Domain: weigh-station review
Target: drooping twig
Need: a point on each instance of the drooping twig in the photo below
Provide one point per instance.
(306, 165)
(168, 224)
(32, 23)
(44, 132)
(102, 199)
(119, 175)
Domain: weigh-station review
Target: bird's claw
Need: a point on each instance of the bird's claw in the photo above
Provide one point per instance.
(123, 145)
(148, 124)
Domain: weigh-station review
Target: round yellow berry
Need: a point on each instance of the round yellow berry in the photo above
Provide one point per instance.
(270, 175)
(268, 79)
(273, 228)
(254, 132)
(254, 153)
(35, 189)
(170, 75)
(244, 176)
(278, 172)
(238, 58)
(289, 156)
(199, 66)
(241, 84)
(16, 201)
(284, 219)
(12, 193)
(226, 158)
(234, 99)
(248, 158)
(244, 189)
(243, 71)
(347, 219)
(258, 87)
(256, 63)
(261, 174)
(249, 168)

----

# [What the task requires]
Return each line of the data exactly as written above.

# [The reply]
Domain: weigh-station review
Target: drooping twig
Need: a point on each instance of the drooping twig in the photo below
Provide one point per instance.
(306, 165)
(168, 224)
(32, 23)
(44, 132)
(102, 199)
(119, 175)
Domain: weigh-station review
Target: bird's claw
Need: a point on each instance of the bird's claw in the photo above
Provide one point per instance.
(123, 145)
(148, 124)
Domain: weigh-station review
Target: round yellow berry
Need: a point on each instance of the round yellow berry in the photo above
Provide one point per instance.
(270, 175)
(268, 79)
(273, 228)
(254, 132)
(254, 153)
(35, 189)
(170, 75)
(244, 176)
(278, 172)
(238, 58)
(289, 156)
(199, 66)
(241, 84)
(16, 201)
(284, 219)
(12, 193)
(226, 158)
(234, 99)
(248, 158)
(244, 189)
(243, 71)
(347, 219)
(258, 87)
(256, 63)
(261, 174)
(249, 168)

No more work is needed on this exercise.